- DIRECTIONS FOR THIS TASK
Please give back, exactly as written, only the line containing "Scans the image above for the glass" and every line after it until the data below ends.

+++ INPUT

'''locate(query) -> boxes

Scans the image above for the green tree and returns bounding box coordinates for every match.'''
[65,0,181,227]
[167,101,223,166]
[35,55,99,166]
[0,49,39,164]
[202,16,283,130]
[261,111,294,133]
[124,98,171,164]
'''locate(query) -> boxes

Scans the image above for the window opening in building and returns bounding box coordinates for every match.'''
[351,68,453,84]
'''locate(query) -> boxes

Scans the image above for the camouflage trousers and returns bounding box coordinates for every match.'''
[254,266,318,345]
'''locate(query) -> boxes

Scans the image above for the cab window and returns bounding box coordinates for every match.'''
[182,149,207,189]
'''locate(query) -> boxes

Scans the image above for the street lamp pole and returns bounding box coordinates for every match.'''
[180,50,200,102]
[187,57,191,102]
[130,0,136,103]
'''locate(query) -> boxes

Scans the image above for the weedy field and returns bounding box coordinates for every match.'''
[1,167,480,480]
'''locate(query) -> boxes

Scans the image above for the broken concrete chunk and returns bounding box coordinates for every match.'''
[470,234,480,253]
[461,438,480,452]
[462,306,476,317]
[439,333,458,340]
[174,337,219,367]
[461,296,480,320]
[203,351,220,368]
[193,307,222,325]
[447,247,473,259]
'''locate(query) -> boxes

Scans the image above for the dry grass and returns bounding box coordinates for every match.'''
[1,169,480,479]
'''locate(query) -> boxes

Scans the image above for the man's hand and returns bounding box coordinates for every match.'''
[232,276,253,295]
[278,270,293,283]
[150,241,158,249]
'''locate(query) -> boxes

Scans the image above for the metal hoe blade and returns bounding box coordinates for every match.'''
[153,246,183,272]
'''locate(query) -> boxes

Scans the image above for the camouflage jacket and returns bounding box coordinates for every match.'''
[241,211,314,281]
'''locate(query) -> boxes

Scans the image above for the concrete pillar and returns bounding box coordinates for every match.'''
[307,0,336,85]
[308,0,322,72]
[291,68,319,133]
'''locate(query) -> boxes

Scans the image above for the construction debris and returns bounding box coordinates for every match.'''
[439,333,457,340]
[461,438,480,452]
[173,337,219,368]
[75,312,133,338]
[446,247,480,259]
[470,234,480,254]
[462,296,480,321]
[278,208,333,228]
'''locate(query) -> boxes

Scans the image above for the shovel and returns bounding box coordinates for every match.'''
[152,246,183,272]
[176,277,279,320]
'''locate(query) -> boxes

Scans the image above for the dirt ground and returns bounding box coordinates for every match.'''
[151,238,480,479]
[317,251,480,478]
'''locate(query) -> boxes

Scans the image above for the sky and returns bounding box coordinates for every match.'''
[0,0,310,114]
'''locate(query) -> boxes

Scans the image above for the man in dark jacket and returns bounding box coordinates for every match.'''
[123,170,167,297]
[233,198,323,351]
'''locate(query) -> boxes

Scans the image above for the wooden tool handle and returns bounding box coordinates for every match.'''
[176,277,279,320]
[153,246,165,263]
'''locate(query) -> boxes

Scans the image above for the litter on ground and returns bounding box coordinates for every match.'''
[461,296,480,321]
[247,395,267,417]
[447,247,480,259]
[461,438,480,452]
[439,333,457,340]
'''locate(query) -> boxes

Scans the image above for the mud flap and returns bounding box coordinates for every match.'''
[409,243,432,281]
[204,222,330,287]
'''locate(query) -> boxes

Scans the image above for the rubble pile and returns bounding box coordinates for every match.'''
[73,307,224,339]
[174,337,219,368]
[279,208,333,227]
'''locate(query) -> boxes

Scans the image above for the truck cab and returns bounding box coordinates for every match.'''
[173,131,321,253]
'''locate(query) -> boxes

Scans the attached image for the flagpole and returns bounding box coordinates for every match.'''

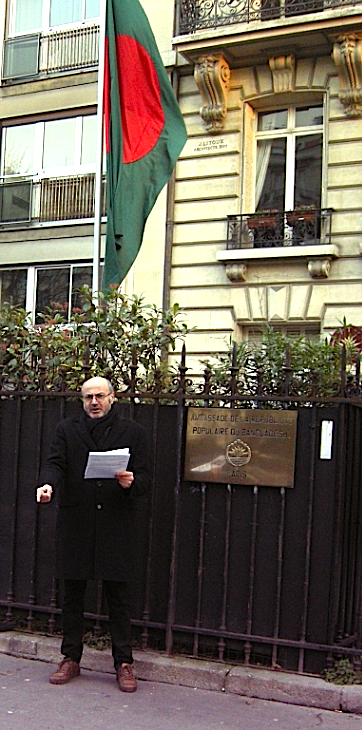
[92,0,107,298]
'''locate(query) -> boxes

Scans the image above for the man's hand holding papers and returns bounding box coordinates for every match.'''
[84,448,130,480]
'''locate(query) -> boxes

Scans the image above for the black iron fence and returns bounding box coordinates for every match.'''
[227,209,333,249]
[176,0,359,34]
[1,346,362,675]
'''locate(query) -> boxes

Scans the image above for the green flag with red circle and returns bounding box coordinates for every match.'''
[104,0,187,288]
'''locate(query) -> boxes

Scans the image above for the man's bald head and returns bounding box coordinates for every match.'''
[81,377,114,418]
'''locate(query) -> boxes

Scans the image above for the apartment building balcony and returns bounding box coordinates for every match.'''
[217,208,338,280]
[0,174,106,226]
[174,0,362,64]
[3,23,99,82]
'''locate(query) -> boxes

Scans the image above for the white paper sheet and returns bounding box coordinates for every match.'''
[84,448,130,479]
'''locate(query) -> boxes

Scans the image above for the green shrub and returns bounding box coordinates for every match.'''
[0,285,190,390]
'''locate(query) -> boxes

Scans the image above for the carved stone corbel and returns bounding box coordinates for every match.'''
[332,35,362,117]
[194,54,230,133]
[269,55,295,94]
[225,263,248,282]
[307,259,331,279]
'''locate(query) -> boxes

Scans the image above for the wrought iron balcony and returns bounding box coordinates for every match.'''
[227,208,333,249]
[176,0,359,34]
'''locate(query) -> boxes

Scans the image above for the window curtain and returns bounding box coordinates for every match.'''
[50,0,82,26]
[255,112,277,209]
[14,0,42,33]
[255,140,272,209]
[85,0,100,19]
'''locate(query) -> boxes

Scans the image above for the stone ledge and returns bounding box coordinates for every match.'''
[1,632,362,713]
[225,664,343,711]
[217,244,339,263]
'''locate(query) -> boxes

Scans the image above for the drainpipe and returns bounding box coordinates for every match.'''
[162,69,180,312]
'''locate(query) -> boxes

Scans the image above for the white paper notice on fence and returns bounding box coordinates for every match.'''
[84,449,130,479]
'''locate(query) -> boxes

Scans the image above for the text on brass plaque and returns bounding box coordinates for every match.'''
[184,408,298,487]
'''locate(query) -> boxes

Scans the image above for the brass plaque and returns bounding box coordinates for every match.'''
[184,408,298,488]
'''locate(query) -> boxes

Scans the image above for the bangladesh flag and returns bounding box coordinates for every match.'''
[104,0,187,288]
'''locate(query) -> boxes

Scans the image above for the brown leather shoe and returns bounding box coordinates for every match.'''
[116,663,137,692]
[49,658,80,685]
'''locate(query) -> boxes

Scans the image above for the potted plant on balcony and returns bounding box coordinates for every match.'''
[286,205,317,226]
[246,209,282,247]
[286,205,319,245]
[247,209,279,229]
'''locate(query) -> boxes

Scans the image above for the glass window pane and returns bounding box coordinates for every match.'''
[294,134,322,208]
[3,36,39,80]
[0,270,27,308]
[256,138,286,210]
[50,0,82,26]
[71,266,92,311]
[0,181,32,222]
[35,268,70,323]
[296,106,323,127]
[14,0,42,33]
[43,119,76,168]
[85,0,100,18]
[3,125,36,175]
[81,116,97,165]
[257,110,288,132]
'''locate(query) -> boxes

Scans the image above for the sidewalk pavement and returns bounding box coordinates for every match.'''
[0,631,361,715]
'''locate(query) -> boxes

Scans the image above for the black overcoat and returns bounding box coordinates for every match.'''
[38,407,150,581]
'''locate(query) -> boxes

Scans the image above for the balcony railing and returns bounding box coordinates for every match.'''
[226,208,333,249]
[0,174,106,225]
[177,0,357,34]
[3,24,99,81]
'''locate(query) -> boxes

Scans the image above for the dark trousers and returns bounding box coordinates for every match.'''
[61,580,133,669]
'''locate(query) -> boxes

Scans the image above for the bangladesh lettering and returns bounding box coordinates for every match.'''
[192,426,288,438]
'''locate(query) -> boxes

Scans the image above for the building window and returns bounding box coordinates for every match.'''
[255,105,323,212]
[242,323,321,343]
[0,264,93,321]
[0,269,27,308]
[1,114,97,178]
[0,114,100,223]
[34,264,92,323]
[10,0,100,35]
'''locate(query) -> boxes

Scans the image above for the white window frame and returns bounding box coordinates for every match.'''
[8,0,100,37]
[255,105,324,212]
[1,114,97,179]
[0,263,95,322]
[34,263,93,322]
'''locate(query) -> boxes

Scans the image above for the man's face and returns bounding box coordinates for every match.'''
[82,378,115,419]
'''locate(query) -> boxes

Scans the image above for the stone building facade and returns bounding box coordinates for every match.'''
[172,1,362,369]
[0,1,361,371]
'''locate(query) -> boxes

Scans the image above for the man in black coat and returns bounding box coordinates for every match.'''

++++++

- EXERCISE OUTPUT
Scans the image above for the glass window pane and returns bounding box coordinates for every match.'''
[294,134,322,208]
[3,36,39,80]
[0,270,27,308]
[256,138,286,210]
[50,0,82,26]
[71,266,92,311]
[0,181,32,222]
[35,268,70,323]
[296,106,323,127]
[14,0,42,33]
[43,119,76,168]
[85,0,100,18]
[3,125,36,175]
[81,116,97,165]
[257,110,288,132]
'''locate(query) -> boxes

Scans the image above for the sidewalk pavement and returns bounding box coordinates for every match.'''
[0,631,361,715]
'''locate(query) -> boxes

Scans the image above for the black overcoat and returns bounding box coordinates for every match.'''
[38,407,150,581]
'''locate(query) -> boxes

Scans the image above for the balcony railing and returns bounding box coordinates for every match.'''
[226,208,333,249]
[0,174,106,225]
[177,0,357,34]
[3,24,99,81]
'''locate(query) -> boxes

Scans the image above for the dark trousers and returns bounding box coordinates for every match.'''
[61,580,133,669]
'''locate(query) -> boxes

Scans the image above for the bangladesh lettering and returns bounding box coordinates for every match.'''
[192,426,288,438]
'''locate(query) -> boxes

Scans the image above for the building window and returns bounding box coordinates for every match.'''
[255,105,323,212]
[242,323,321,343]
[0,264,93,321]
[0,269,27,308]
[1,114,97,178]
[0,114,100,223]
[34,264,92,323]
[10,0,100,35]
'''locate(query) -> boxes

Scans the image above for the white window frame and returns bounding box coordinates for every match.'''
[8,0,100,37]
[255,105,324,212]
[1,114,97,179]
[0,263,95,322]
[34,263,93,322]
'''locate(query) -> boxes

Scans the image above for the man's face and returns bounding box coordinates for every match.'''
[82,378,115,419]
'''locate(query) -> boxes

Scans the image above for the stone building facade and returns bounding box coordinates for every match.'''
[172,1,362,369]
[0,1,361,371]
'''locate(query) -> boxes

Scans the image above for the man in black coat and returns bounding box coordinates for every match.'''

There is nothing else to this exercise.